■ WORK ORDER:
Copy every line from the records that holds the word "bounding".

————

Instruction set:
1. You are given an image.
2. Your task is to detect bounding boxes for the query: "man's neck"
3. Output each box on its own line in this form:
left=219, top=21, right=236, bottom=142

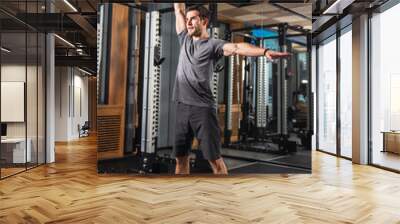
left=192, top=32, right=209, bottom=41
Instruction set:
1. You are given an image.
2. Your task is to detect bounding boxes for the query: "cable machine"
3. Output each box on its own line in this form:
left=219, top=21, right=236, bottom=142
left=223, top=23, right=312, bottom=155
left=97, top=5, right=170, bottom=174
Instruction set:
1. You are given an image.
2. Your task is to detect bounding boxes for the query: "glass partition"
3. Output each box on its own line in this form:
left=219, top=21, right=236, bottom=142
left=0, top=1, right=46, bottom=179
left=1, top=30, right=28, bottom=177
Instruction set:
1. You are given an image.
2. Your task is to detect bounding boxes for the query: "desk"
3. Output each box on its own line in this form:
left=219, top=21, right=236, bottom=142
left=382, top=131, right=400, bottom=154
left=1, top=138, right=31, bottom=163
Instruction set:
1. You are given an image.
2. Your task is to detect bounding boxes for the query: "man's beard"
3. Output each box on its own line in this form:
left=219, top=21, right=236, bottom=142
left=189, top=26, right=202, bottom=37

————

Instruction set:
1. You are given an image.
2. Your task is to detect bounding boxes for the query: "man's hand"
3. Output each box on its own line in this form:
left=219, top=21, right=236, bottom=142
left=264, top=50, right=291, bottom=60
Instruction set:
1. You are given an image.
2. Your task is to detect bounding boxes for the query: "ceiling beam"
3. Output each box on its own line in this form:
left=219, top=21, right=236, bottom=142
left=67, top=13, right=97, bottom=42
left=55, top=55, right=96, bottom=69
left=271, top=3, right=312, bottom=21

————

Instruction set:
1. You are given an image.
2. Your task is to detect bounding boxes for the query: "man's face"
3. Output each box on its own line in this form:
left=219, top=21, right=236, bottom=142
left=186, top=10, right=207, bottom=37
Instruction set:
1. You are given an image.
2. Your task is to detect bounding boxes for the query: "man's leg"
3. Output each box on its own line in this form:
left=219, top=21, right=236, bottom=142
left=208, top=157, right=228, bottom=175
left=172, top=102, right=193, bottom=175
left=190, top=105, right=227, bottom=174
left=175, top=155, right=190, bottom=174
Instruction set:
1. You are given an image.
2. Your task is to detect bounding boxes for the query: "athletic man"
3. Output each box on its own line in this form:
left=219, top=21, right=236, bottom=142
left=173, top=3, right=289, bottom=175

————

■ RESULT OF THE TASK:
2. Your task is to detect bounding boxes for the query: "man's neck"
2. Your task is to detect bounding boxes for the query: "cable machine"
2. Your task is to detect bounding boxes for the query: "glass partition"
2. Your task is to detect bounding boxes for the query: "desk"
2. Your task is to detect bounding boxes for the query: "man's beard"
2. Your task is to detect bounding boxes for the query: "man's hand"
2. Your task is to detect bounding boxes for the query: "ceiling beam"
2. Your task is to detect bounding boxes for the query: "man's face"
2. Your task is to detect bounding boxes for the query: "man's leg"
2. Your task is to detect bounding boxes for the query: "athletic man"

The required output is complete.